WHAT IS REQUIRED:
Which lines below contain the word "standing"? Copy out each one in full.

RECORD EXCERPTS:
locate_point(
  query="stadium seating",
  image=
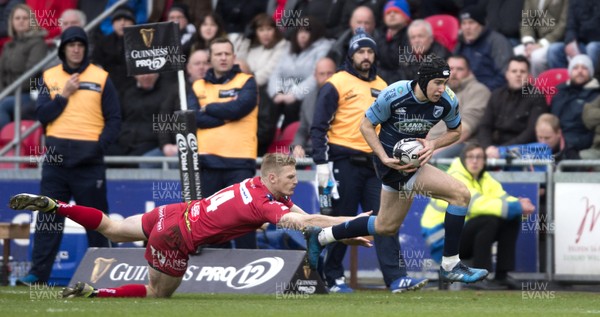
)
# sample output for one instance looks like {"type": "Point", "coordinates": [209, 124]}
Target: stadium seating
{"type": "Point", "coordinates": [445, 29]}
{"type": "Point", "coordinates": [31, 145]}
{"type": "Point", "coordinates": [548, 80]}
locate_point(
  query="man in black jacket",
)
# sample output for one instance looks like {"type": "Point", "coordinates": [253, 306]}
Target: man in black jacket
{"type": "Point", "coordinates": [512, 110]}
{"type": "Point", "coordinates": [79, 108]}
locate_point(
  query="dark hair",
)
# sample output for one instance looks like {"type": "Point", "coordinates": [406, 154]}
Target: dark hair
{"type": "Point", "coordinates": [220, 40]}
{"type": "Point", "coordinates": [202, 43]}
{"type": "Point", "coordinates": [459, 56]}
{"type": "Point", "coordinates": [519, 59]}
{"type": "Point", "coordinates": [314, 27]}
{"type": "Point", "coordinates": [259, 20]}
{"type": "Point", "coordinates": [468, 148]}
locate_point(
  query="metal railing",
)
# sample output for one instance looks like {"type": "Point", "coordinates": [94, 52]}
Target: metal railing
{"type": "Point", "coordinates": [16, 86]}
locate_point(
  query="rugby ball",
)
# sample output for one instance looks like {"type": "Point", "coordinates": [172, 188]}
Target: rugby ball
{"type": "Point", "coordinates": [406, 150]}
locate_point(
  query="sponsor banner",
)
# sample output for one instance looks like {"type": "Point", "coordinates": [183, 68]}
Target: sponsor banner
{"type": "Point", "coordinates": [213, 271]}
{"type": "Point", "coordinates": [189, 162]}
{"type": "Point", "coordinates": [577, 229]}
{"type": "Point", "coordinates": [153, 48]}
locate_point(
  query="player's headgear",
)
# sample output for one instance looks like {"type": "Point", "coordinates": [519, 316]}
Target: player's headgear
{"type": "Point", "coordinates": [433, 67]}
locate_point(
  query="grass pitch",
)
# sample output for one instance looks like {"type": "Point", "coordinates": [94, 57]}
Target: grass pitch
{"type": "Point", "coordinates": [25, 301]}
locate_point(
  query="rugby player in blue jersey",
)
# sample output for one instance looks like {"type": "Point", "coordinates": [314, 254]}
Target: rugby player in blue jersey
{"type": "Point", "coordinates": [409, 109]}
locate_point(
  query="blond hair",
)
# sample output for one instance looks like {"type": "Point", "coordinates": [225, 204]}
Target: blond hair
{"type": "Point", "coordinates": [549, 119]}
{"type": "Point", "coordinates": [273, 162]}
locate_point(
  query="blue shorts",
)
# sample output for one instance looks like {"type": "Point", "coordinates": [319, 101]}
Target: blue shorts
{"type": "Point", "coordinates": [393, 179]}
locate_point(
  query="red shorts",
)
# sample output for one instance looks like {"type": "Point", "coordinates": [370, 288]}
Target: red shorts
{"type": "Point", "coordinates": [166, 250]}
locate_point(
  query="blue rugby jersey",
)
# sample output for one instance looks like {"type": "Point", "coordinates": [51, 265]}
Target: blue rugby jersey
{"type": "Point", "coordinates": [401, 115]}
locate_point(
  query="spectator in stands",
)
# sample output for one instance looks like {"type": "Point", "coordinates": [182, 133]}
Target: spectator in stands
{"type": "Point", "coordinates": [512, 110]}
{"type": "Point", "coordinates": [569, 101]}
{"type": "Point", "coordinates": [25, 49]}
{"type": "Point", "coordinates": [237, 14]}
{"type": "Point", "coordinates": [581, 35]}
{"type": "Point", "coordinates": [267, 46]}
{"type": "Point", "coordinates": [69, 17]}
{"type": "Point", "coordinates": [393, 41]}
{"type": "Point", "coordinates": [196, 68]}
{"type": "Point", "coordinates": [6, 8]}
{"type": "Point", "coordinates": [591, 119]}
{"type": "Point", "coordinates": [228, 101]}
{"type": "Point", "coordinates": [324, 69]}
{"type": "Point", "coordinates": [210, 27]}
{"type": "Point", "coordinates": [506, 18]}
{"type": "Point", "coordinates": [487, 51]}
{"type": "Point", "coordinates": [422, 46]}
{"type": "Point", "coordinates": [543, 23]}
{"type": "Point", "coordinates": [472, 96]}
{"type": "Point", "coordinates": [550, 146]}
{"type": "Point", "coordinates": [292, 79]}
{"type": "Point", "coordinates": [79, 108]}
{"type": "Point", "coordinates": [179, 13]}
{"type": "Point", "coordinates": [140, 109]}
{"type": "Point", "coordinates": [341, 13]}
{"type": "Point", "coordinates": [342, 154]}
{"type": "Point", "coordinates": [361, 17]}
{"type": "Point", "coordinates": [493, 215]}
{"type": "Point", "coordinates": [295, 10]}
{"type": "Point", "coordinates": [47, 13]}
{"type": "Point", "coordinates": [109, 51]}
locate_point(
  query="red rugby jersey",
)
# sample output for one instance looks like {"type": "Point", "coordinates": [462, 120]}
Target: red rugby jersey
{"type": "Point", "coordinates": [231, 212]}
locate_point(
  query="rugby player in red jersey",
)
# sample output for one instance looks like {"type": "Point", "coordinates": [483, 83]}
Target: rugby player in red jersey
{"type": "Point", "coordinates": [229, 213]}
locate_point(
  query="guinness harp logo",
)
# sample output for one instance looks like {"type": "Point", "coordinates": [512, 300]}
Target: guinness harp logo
---
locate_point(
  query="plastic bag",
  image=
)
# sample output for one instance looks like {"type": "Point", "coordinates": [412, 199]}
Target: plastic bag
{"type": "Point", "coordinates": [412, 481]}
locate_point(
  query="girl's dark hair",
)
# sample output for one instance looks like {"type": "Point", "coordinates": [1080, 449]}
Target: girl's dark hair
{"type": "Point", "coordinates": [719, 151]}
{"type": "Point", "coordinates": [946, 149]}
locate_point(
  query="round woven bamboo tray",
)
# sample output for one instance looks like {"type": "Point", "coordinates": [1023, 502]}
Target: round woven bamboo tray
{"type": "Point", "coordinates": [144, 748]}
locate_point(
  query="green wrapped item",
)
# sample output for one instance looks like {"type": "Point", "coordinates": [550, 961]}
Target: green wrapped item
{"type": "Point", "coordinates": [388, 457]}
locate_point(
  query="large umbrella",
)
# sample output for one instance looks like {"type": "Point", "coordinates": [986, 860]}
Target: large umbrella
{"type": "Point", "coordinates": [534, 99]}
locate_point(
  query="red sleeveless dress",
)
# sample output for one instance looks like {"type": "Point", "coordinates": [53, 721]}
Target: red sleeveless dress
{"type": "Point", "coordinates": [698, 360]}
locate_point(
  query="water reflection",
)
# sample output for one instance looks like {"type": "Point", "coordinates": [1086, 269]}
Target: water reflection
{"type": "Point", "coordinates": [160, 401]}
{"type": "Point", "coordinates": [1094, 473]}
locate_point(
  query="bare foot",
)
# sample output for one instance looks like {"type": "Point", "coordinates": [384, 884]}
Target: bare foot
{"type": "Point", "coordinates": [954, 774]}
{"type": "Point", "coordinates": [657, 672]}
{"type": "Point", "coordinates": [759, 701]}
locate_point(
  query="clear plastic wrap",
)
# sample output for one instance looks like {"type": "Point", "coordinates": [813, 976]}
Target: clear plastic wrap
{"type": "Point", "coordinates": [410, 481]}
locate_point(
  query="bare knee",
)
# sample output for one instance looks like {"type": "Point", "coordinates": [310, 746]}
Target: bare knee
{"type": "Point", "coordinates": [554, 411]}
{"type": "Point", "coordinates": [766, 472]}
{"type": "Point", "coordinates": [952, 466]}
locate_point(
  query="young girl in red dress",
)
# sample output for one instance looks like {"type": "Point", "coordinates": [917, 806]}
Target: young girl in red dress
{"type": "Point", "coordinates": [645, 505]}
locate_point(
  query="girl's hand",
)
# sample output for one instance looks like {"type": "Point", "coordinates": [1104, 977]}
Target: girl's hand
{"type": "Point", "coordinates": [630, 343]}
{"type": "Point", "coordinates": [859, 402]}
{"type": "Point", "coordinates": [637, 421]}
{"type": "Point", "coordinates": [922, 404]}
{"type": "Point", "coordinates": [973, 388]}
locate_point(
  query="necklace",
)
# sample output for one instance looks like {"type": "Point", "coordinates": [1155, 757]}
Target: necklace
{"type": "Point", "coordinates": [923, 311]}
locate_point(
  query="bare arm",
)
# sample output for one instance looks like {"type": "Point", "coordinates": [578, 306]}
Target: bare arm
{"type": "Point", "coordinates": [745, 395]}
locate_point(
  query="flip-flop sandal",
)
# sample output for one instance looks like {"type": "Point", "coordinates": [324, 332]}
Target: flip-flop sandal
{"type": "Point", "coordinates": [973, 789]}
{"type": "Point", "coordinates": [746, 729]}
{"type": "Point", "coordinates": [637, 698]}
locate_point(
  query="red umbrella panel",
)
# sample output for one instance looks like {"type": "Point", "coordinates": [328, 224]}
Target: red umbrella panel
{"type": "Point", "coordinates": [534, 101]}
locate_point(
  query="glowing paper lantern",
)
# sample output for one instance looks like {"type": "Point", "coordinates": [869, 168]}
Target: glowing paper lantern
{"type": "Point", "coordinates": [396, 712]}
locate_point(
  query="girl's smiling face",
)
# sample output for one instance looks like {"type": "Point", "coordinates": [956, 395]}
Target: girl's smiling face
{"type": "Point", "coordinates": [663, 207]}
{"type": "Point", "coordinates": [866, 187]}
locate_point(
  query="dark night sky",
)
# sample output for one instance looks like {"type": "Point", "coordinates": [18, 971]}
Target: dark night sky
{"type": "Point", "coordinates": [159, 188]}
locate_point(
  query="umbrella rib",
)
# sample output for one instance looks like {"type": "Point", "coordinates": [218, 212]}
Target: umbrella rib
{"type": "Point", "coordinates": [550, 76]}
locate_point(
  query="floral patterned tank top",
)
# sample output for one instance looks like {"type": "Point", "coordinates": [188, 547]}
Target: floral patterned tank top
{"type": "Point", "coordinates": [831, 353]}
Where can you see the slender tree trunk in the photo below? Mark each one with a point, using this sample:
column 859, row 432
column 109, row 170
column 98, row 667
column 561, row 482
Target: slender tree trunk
---
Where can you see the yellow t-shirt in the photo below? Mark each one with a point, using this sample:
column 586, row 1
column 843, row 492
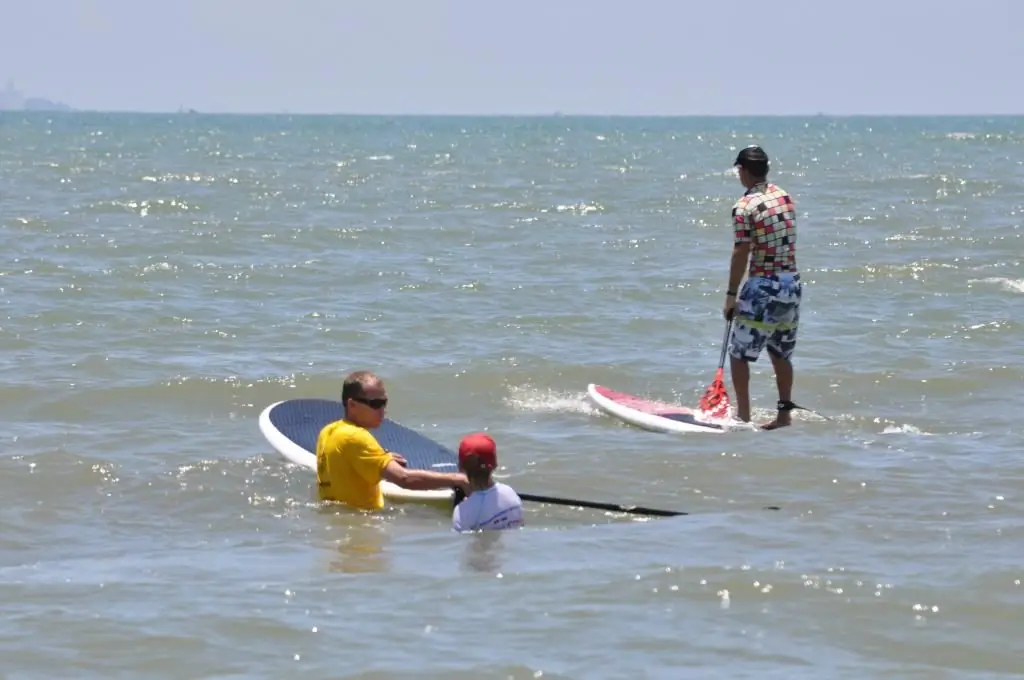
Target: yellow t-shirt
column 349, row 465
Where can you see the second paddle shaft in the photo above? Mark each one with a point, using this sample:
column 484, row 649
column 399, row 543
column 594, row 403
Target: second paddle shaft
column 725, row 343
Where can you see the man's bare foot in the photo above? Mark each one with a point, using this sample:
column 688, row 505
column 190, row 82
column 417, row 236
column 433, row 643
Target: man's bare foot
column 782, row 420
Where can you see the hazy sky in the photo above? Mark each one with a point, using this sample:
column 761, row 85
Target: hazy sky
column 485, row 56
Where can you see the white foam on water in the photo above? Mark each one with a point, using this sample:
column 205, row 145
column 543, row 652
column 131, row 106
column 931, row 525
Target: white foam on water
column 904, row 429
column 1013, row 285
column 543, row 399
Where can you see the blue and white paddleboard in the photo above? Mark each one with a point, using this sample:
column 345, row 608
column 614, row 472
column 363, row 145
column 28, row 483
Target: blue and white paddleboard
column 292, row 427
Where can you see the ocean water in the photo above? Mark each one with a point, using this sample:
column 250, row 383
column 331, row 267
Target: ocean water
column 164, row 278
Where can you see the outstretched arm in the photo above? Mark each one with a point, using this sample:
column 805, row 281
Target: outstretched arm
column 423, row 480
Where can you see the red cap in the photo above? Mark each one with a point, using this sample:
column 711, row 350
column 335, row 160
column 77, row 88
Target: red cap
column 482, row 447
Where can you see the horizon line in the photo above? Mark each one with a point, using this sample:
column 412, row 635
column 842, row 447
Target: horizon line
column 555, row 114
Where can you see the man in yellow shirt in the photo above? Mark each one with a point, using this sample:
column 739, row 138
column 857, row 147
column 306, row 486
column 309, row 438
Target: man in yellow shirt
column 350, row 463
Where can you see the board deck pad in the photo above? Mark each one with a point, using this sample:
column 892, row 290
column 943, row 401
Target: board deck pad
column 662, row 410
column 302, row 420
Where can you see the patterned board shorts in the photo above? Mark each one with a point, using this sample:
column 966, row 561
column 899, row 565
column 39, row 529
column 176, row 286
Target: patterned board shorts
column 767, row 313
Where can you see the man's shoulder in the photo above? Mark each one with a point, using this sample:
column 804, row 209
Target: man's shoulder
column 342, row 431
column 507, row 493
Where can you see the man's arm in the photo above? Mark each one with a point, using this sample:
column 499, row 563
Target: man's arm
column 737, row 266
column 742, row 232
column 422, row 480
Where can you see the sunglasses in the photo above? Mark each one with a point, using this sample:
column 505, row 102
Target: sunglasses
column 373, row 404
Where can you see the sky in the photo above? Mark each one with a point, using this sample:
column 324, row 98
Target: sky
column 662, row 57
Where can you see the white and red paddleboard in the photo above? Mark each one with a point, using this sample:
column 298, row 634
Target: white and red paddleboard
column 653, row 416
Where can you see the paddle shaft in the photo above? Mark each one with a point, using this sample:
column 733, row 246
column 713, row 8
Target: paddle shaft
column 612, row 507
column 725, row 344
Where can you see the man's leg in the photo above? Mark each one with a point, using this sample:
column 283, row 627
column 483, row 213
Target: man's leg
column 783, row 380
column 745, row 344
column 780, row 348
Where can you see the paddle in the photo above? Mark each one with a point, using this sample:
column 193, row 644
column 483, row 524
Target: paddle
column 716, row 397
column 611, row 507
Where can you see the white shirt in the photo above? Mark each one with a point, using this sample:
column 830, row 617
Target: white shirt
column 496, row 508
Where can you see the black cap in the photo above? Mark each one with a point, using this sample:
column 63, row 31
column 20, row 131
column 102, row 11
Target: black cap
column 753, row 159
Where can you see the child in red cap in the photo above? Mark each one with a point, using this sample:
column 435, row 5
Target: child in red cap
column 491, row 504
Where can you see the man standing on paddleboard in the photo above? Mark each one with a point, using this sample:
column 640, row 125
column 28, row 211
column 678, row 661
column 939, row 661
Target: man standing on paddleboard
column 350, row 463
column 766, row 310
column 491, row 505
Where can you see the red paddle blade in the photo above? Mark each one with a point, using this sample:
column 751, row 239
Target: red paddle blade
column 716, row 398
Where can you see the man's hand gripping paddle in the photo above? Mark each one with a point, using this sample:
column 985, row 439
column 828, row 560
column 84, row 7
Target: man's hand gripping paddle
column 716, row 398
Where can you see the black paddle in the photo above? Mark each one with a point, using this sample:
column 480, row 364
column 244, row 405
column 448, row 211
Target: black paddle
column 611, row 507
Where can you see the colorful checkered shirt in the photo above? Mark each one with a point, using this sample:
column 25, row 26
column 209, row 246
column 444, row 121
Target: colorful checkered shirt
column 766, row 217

RESULT FOR THIS TASK:
Where can you see the man standing on paddleboard in the photo above? Mark each one with a point, using this sample:
Target: man standing on paddleboard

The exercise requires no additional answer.